Je soutiens que le possesseur est payé de sa peine et de son industrie par sa double récolte, mais qu’il n’acquiert aucun droit sur le fonds. Que le travailleur fasse les fruits siens, je l’accorde ; mais je ne comprends pas que la propriété des produits emporte celle de la matière. Le pêcheur, qui, sur la même côte, sait prendre plus de poisson que ses confrères, devient-il, par cette habileté, propriétaire des parages où il pêche ? L’adresse d’un chasseur fût-elle jamais regardée comme un titre de propriété sur le gibier d’un canton ? La parité est parfaite : le cultivateur diligent trouve dans une récolte abondante et de meilleure qualité la récompense de son industrie ; s’il a fait sur le sol des améliorations, il a droit à une préférence comme possesseur ; jamais, en aucune façon, il ne peut être admis à présenter son habileté de cultivateur comme un titre à la propriété du sol qu’il cultive.

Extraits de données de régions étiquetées
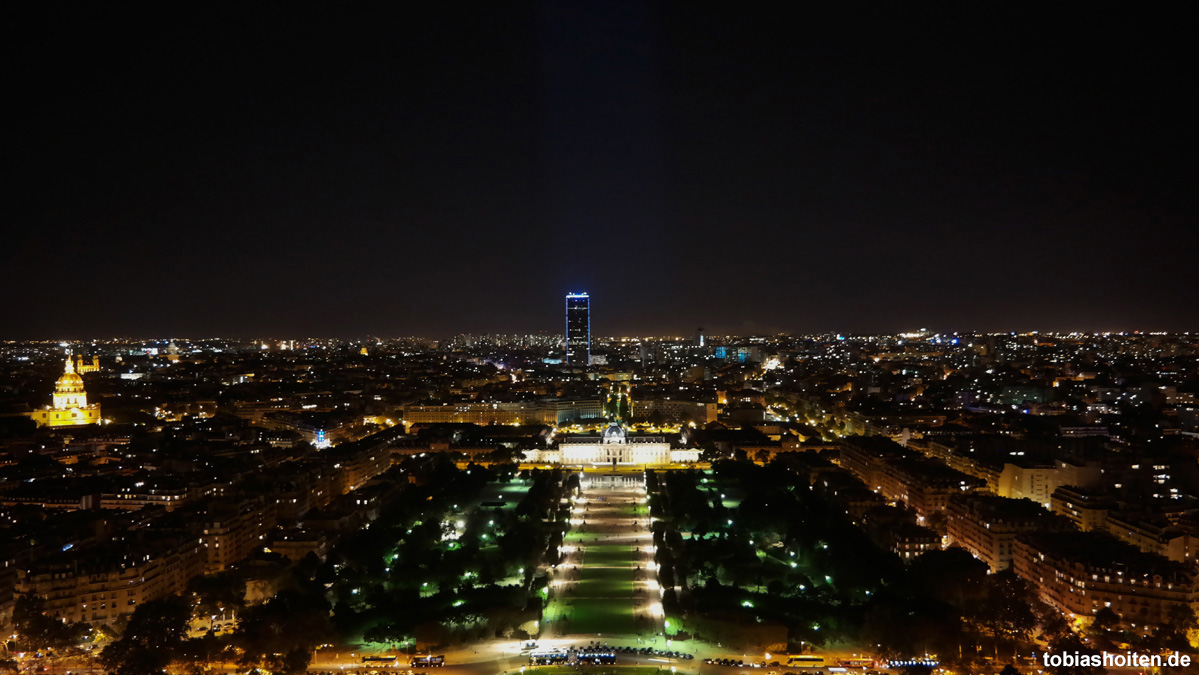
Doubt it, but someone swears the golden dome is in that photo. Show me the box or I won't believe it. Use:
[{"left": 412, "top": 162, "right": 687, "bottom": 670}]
[{"left": 54, "top": 356, "right": 83, "bottom": 393}]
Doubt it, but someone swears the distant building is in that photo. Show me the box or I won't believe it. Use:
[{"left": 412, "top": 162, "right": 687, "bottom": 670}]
[
  {"left": 524, "top": 422, "right": 700, "bottom": 466},
  {"left": 28, "top": 356, "right": 100, "bottom": 427},
  {"left": 1012, "top": 532, "right": 1197, "bottom": 626},
  {"left": 945, "top": 494, "right": 1052, "bottom": 572},
  {"left": 566, "top": 293, "right": 591, "bottom": 366}
]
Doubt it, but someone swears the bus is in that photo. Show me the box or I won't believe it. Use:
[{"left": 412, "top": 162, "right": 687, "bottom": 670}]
[
  {"left": 409, "top": 653, "right": 446, "bottom": 668},
  {"left": 529, "top": 649, "right": 571, "bottom": 665}
]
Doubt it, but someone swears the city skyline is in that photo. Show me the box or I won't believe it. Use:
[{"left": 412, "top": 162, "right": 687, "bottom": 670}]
[{"left": 0, "top": 2, "right": 1199, "bottom": 339}]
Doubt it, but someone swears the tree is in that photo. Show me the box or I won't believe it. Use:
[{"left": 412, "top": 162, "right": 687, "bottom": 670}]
[
  {"left": 100, "top": 596, "right": 192, "bottom": 675},
  {"left": 234, "top": 590, "right": 333, "bottom": 673},
  {"left": 187, "top": 573, "right": 246, "bottom": 628},
  {"left": 12, "top": 596, "right": 91, "bottom": 651}
]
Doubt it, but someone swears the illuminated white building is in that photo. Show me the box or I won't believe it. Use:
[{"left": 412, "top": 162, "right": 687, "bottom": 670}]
[{"left": 525, "top": 422, "right": 700, "bottom": 466}]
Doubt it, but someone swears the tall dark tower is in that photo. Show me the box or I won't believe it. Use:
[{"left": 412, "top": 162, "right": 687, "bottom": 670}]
[{"left": 566, "top": 293, "right": 591, "bottom": 366}]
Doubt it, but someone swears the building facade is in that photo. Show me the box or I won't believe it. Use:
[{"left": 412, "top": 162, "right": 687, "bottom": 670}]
[
  {"left": 524, "top": 423, "right": 700, "bottom": 466},
  {"left": 29, "top": 356, "right": 100, "bottom": 427},
  {"left": 566, "top": 293, "right": 591, "bottom": 366}
]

→ TRAVAIL À FAIRE: Recopiez mot pour mot, en entier, le texte source plus haut sur la propriété du sol.

→ CORRIGÉ:
Je soutiens que le possesseur est payé de sa peine et de son industrie par sa double récolte, mais qu’il n’acquiert aucun droit sur le fonds. Que le travailleur fasse les fruits siens, je l’accorde ; mais je ne comprends pas que la propriété des produits emporte celle de la matière. Le pêcheur, qui, sur la même côte, sait prendre plus de poisson que ses confrères, devient-il, par cette habileté, propriétaire des parages où il pêche ? L’adresse d’un chasseur fût-elle jamais regardée comme un titre de propriété sur le gibier d’un canton ? La parité est parfaite : le cultivateur diligent trouve dans une récolte abondante et de meilleure qualité la récompense de son industrie ; s’il a fait sur le sol des améliorations, il a droit à une préférence comme possesseur ; jamais, en aucune façon, il ne peut être admis à présenter son habileté de cultivateur comme un titre à la propriété du sol qu’il cultive.